ENUNCIADO: Reescribe todos los registros como una lista JSON de cadenas, con una cadena por cada línea y sin incluir las líneas en blanco.
——————
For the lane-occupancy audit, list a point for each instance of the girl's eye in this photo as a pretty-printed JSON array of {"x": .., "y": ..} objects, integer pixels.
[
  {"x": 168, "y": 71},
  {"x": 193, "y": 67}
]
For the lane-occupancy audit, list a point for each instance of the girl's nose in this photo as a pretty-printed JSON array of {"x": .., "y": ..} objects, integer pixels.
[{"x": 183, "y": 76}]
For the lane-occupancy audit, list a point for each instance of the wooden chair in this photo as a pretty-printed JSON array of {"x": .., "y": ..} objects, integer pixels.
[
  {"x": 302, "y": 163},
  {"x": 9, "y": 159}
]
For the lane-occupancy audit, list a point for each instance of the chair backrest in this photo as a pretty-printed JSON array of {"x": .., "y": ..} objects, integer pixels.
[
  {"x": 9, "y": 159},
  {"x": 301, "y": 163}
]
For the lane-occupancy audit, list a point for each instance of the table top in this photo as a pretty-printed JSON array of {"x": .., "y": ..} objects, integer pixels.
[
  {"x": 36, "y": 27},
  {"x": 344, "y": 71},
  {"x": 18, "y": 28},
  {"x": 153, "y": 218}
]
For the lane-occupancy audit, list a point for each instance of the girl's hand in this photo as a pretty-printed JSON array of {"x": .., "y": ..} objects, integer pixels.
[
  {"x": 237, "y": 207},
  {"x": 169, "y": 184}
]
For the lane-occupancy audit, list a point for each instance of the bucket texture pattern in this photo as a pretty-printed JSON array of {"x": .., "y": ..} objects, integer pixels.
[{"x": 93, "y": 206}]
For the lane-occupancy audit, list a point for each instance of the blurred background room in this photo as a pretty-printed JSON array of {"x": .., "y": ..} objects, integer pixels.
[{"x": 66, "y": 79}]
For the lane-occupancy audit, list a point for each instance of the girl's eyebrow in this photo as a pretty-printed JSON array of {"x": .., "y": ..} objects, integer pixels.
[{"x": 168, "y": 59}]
——————
RESPUESTA:
[
  "For the lane-occupancy audit, list a point for each instance of the girl's eye in this photo as a pretty-printed JSON array of {\"x\": .., \"y\": ..} objects, integer pixels.",
  "[",
  "  {\"x\": 168, \"y\": 71},",
  "  {\"x\": 193, \"y\": 67}",
  "]",
  "For the lane-occupancy audit, list a point for each instance of the girl's nose in this photo as a pretty-printed JSON array of {\"x\": .., \"y\": ..} objects, integer pixels.",
  "[{\"x\": 183, \"y\": 76}]",
  "For the lane-occupancy audit, list a point for each instance of the wooden chair in this photo as a pretty-printed JSON array of {\"x\": .., \"y\": ..} objects, integer pixels.",
  "[",
  "  {\"x\": 302, \"y\": 163},",
  "  {\"x\": 9, \"y\": 159}",
  "]",
  "For the lane-occupancy audit, list a point for each instance of the chair backrest in this photo as a pretty-printed JSON array of {\"x\": .., \"y\": ..} objects, integer pixels.",
  "[",
  "  {\"x\": 9, \"y\": 159},",
  "  {\"x\": 301, \"y\": 163}",
  "]",
  "For the lane-occupancy audit, list a point for each instance of the table top in this photo as a pretty-printed JSON array of {\"x\": .., \"y\": ..} objects, integer pixels.",
  "[",
  "  {\"x\": 36, \"y\": 27},",
  "  {\"x\": 344, \"y\": 71},",
  "  {\"x\": 18, \"y\": 28},",
  "  {\"x\": 153, \"y\": 218}",
  "]",
  "For the lane-occupancy audit, list a point for each instance of the girl's hand in this photo as a pretty-printed JSON array of {\"x\": .., \"y\": ..} objects, integer pixels.",
  "[",
  "  {\"x\": 237, \"y\": 207},",
  "  {\"x\": 169, \"y\": 184}",
  "]",
  "For the lane-occupancy audit, list a point for each instance of the bucket texture pattern in this photo as a pretty-printed JSON array of {\"x\": .., \"y\": ..} objects, integer pixels.",
  "[{\"x\": 93, \"y\": 206}]",
  "For the lane-occupancy audit, list a point for each instance of the blurred background room in this photo as a pretty-printed JSON array of {\"x\": .., \"y\": ..} objects, integer pixels.",
  "[{\"x\": 66, \"y\": 79}]",
  "For the lane-occupancy audit, list a point for each instance of the girl's eyebrow in this photo as a pretty-printed JSON array of {\"x\": .., \"y\": ..} objects, integer pixels.",
  "[{\"x\": 168, \"y\": 59}]"
]